Exercise requirements -
1. According to the trailer hitch discussion, which hitch class applies to a load of 1500 lbs.?
2. Reproduce verbatim the portion of the trailer hitch discussion starting at "I know that GM" and ending at "Pro & Con appreciated.".

━━━ Supplied passage ━━━

Jump to content

Trailer Hitch?


wdaly
 Share

Recommended Posts

My '91 van with the trailer hitch is just about shot. Want to get a little gas mizer-mobile to replace it. So how can I tow in the future (he said as he looked over at the 1988 coupe)?

Hear me out on this:

I know I have a full frame monte

I know the fiberglas body is rather heavy for this frame

I know that GM used less beefed-up frames as the monte went more & more unibody

I know that the Youngstown engineer told Kelly to strengthen the '87-88 frames

I know my car doesn't have heavy duty (towing) radiator, transmission cooler, etc.

Finally, I found out you can't just put a Momte Carlo hitch on since the Avanti rear frame has been cut-off a number of inches

I would only be pulling a small alum boat and enclosed cargo trailer each weighing about 1500 lb loaded. Hey, a big 305 V8 w 4bbl WHY NOT! Your thoughts Pro & Con appreciated.

Bill

Link to comment
Share on other sites

About 25 years ago I worked at an RV dealership and we would install hitches accessories so I have a bit of experience though somewhat dated.

1500 lbs. is Class 1 (2000 lbs. gross weight maximum rating). That means you can use a light duty hitch, though you can always install a heavier unit. Since you say a Monte Carlo hitch cannot be used due to the shortening of the frame, go to a certified welding shop that fabricates trailers for farm use, etc., and they can make one for the car. They will probably simply fabricate one and weld it to the frame. That will probably cost less than fabricating one, drilling and bolting it. I don't know what the maximum tow rating is for that car (the manual should tell you if you have one or a Monte Carlo manual should give that). You do need to find that out...some cars are only rated for 1000 lbs. towing...it's not just the size of the engine that makes the difference...it's the frame design and construction which is often the limiting factor.

━━━ Raw data ━━━

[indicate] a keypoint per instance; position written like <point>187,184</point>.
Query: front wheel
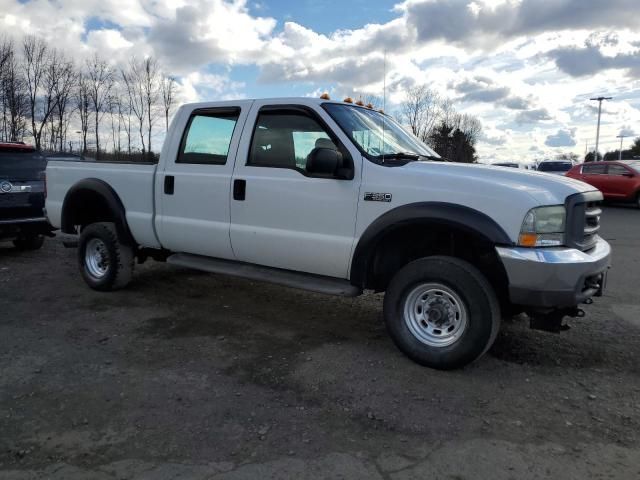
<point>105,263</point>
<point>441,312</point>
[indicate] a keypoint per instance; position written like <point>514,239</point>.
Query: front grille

━━━

Responses to the tasks -
1. Class 1, which has a 2000 lbs. gross weight maximum rating.

2.
I know that GM used less beefed-up frames as the monte went more & more unibody

I know that the Youngstown engineer told Kelly to strengthen the '87-88 frames

I know my car doesn't have heavy duty (towing) radiator, transmission cooler, etc.

Finally, I found out you can't just put a Momte Carlo hitch on since the Avanti rear frame has been cut-off a number of inches

I would only be pulling a small alum boat and enclosed cargo trailer each weighing about 1500 lb loaded. Hey, a big 305 V8 w 4bbl WHY NOT! Your thoughts Pro & Con appreciated.